Who were the officials responsible for designing and implementing the AIG bailout? Tim Geithner (who, before he was Obama's Treasury Secretary was head of the New York branch of the Federal Reserve Bank); Fed Chairman Ben Bernanke; Bush's Treasury Secretary Hank Paulson (previously Goldman Sachs' Chairman). Moreover, according to the New York Times, also present at the key Federal Reserve meetings last September which decided to let Goldman Sachs competitor Lehman Brothers fail, but to rescue AIG, was current Goldman Sachs Chairman Lloyd C. Blankfein. According to the Times, Goldman Sachs was AIG's largest trading partner, and "a collapse of the insurer threatened to leave a hole of as much as $20 billion in Goldman's side." We now learn that Goldman received $12.6 billion from the AIG bailout (as well as tens of billions more from other Federal bailout funds.) But at the time, Goldman's spokesman claimed, apparently falsely, that "our exposure to AIG was, and is, not material." In February, the very same Goldman Chairman Blankfein denied to the House Financial Services Committee that Goldman had a major stake in bailing out AIG. It now turns out that AIG and Blankfein were not being truthful. Moreover, Geithner must have known they weren't being truthful and chose to keep it a secret from the American people and from Congress.

→ **The data**
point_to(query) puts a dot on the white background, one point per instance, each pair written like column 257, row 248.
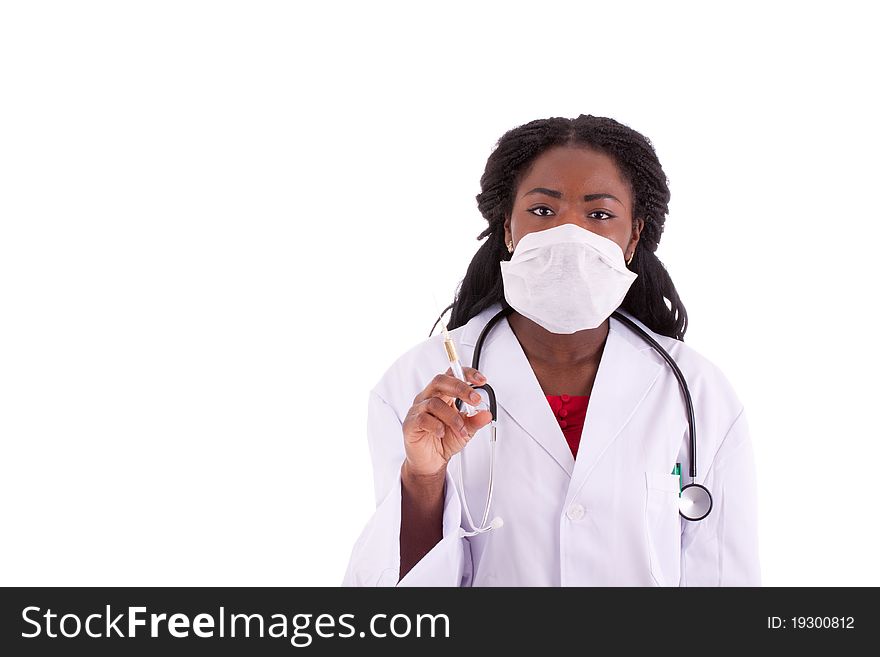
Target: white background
column 221, row 222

→ **Task details**
Using the passage on the AIG bailout, answer:
(a) Which official named in the passage had previously been Goldman Sachs' Chairman?
(b) How much did Goldman receive from the AIG bailout?
(c) To which committee did Blankfein deny in February that Goldman had a major stake in bailing out AIG?
The lines come from a source unrelated to the text.

→ **Solution to this exercise**
(a) Hank Paulson, Bush's Treasury Secretary
(b) $12.6 billion
(c) The House Financial Services Committee